- _What you need to do_
A. Translate this sentence from the Girl Scout badge announcement into Spanish: "They also research their own government officials and are encouraged to meet them."
B. Using the Girl Scout badge announcement, answer yes or no to each statement and quote the words that decide it: (i) There are 24 new badges. (ii) The Civics badge is only for high school girls. (iii) The Citi Foundation funds the Civics badge.
C. From the Girl Scout badge announcement, copy out everything from "24 New Badges in" down to "in the future.".

- _Text_
- - -
24 New Badges in Automotive Engineering, STEM Career Exploration, Entrepreneurship, and Civics Help Girls Become the Leaders Our Rapidly Changing World Needs
Girl Scouts of Central & Western Massachusetts (GSCWM) and Girl Scouts of the USA (GSUSA) announce 24 new badges designed to help girls practice ambitious leadership in the crucial areas of civics, automotive engineering, STEM careers, and entrepreneurship, many of which remain male-dominated. In a year of unprecedented global change, our country’s need for strong, broad-minded, and decisive leadership has never been greater. Through new and existing programming, Girl Scouts equips the next generation of female change-makers with the breadth of knowledge, skills, and experiences they need to take up the causes they care about and do good for the world, now and in the future.
The new Girl Scout badges include:
Civics (grades K–12). Girls gain an in-depth understanding of how local, state, and federal government works, equipping them to be voters, activists, and even political leaders. They research laws and how they’re created, voting, and the Electoral College, the representation of women in government, and more. They also research their own government officials and are encouraged to meet them. By learning how the government works, Girl Scouts are prepared to make the world a more equitable and inclusive place. Just 24% of eighth-graders are proficient in civics, and only two in five American adults can name the three branches of U.S. government, highlighting the need for these badges. Funded by the Citi Foundation.
- - -
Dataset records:
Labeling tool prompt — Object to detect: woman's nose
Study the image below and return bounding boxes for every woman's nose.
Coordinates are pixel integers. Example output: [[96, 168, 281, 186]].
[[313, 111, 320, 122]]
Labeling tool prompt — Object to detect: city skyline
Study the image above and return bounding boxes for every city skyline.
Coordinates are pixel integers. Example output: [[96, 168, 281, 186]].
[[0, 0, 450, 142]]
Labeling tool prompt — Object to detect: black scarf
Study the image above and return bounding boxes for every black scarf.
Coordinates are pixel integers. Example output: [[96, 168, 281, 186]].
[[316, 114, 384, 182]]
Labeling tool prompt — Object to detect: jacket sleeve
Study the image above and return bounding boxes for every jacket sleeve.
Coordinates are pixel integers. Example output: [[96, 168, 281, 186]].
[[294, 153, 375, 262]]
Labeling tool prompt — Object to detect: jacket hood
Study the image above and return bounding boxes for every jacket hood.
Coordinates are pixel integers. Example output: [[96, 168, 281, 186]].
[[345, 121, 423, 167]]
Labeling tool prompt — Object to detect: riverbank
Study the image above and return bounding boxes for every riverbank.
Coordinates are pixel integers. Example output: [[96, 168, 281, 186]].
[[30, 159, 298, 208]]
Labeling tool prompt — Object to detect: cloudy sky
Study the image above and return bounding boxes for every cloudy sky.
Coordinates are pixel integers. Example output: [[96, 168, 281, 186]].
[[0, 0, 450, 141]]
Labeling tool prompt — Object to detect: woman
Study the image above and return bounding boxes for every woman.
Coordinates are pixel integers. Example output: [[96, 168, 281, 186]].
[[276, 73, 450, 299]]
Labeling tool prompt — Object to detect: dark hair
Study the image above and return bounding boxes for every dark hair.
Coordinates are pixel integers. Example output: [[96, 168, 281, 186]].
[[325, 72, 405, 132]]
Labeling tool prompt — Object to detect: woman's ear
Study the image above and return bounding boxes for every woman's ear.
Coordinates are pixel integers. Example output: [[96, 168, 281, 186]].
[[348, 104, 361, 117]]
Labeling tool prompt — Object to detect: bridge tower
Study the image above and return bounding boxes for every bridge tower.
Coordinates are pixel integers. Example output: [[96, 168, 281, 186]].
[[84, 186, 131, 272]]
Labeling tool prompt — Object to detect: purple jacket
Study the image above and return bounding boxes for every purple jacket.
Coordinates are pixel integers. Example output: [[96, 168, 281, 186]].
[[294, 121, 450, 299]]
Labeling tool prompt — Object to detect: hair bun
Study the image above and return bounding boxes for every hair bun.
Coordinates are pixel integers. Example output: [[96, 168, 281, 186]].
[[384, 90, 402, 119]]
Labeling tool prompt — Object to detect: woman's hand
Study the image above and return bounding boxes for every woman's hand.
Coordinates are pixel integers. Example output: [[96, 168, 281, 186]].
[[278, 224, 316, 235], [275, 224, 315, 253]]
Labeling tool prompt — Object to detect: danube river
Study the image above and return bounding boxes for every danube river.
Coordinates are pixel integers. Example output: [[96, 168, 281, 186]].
- - -
- _Outputs for the tasks_
A. También investigan a sus propios funcionarios de gobierno y se les anima a conocerlos.

B.
(i) Yes: "announce 24 new badges"
(ii) No: "Civics (grades K–12)."
(iii) Yes: "Funded by the Citi Foundation."

C.
24 New Badges in Automotive Engineering, STEM Career Exploration, Entrepreneurship, and Civics Help Girls Become the Leaders Our Rapidly Changing World Needs
Girl Scouts of Central & Western Massachusetts (GSCWM) and Girl Scouts of the USA (GSUSA) announce 24 new badges designed to help girls practice ambitious leadership in the crucial areas of civics, automotive engineering, STEM careers, and entrepreneurship, many of which remain male-dominated. In a year of unprecedented global change, our country’s need for strong, broad-minded, and decisive leadership has never been greater. Through new and existing programming, Girl Scouts equips the next generation of female change-makers with the breadth of knowledge, skills, and experiences they need to take up the causes they care about and do good for the world, now and in the future.